DOCUMENT EXTRACT ▸
Species of gastropod

Pleurobranchaea meckeli is a species of sea slug, specifically a side gill slug or notaspideans. It is a marine gastropod mollusc in the family Pleurobranchaeidae.

==Description==

The body of the Pleurobranchaea meckeli is oval and elongated, with a mantle smaller than its foot. These slugs typically come in beige colors, with brown or generally dark-gray reticulated pattern. White is also occasionally present. A caudal spur extends out its rear body. The length of the body attains 15 cm.

The animal has a broad oral veil (or hood) and two cylindrical rhinophores. Its bipinnate gill is exposed on the right side of its body and has around 25-35 pinnules.

==Distribution==
Pleurobranchaea meckeli occurs in the Mediterranean Sea and in the North Atlantic Ocean off Cape Verde and Portugal. They span from north Spain to south Senegal. They have also been recorded around Madeira, the Canary Islands, and the Azores.

Most prior published records around the Mediterranean were from depths of 8-100 meters (26-328 ft). However, a specimen was also collected from the Sea of Marmara at a depth of 1,000 meters (3,300 ft). Those collected were from sandy-muddy, sapropelic mud seabeds.

== Ecology ==
P. meckeli is described as an opportunistic carnivore. Examination of stomach contents found evidence of scavenging and cannibalism. Cnidarians were the preferred prey throughout the year.

These slugs likely have a two-year life cycle, with benthic recruitment during winter seasons and reproduction during summer and autumn seasons. Individuals appeared to overwinter after reproduction adn may reproduce more than once during their lives.

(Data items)
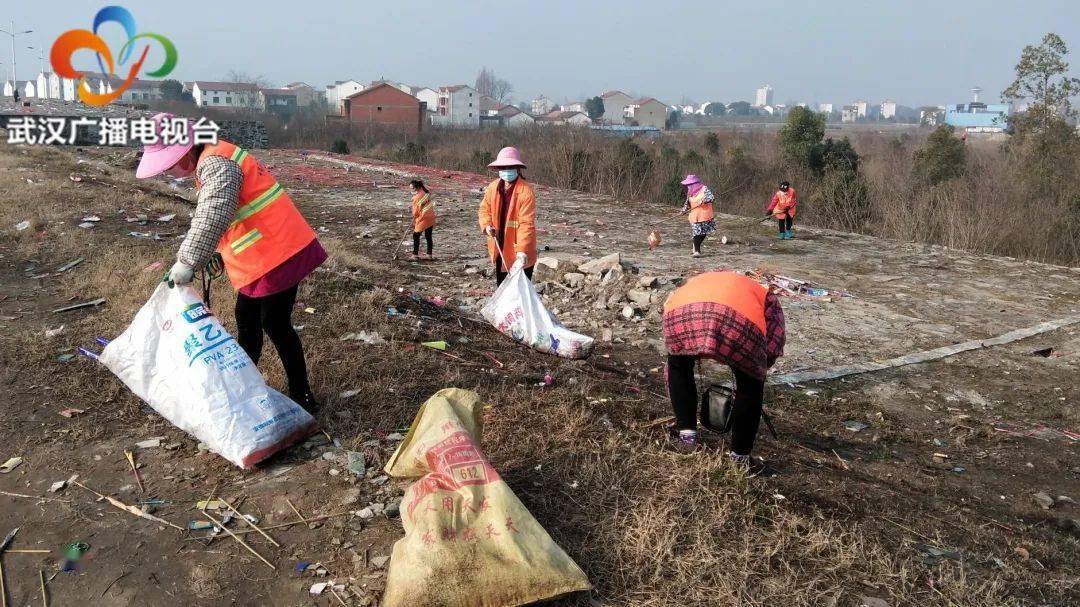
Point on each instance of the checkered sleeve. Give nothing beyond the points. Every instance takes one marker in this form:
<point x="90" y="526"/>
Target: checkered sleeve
<point x="774" y="328"/>
<point x="221" y="180"/>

EXERCISE TASKS ▸
1) In the text on Pleurobranchaea meckeli, rewrite the paragraph that begins "The body of the Pleurobranchaea meckeli is oval" as a short bulleted list that keeps its main facts.
2) Using the text on Pleurobranchaea meckeli, say whether each statement agrees with it, answering yes or no and quoting the words that decide it: (a) The gill is exposed on the left side of the body. (b) Cnidarians were the preferred prey throughout the year. (c) A specimen was collected from the Sea of Marmara at a depth of 1,000 meters.
3) Copy the part of the text on Pleurobranchaea meckeli that opens with the words containing "The animal has" and closes with "and the Azores.".
The material plays no part in this exercise.

ANSWERS ▸
1)
- Body: oval and elongated, with a mantle smaller than the foot
- Color: usually beige with a brown or dark-gray reticulated pattern, sometimes with white
- A caudal spur extends from the rear of the body
- Body length reaches 15 cm

2)
(a) No: "Its bipinnate gill is exposed on the right side of its body"
(b) Yes: "Cnidarians were the preferred prey throughout the year."
(c) Yes: "a specimen was also collected from the Sea of Marmara at a depth of 1,000 meters (3,300 ft)"

3)
The animal has a broad oral veil (or hood) and two cylindrical rhinophores. Its bipinnate gill is exposed on the right side of its body and has around 25-35 pinnules.

==Distribution==
Pleurobranchaea meckeli occurs in the Mediterranean Sea and in the North Atlantic Ocean off Cape Verde and Portugal. They span from north Spain to south Senegal. They have also been recorded around Madeira, the Canary Islands, and the Azores.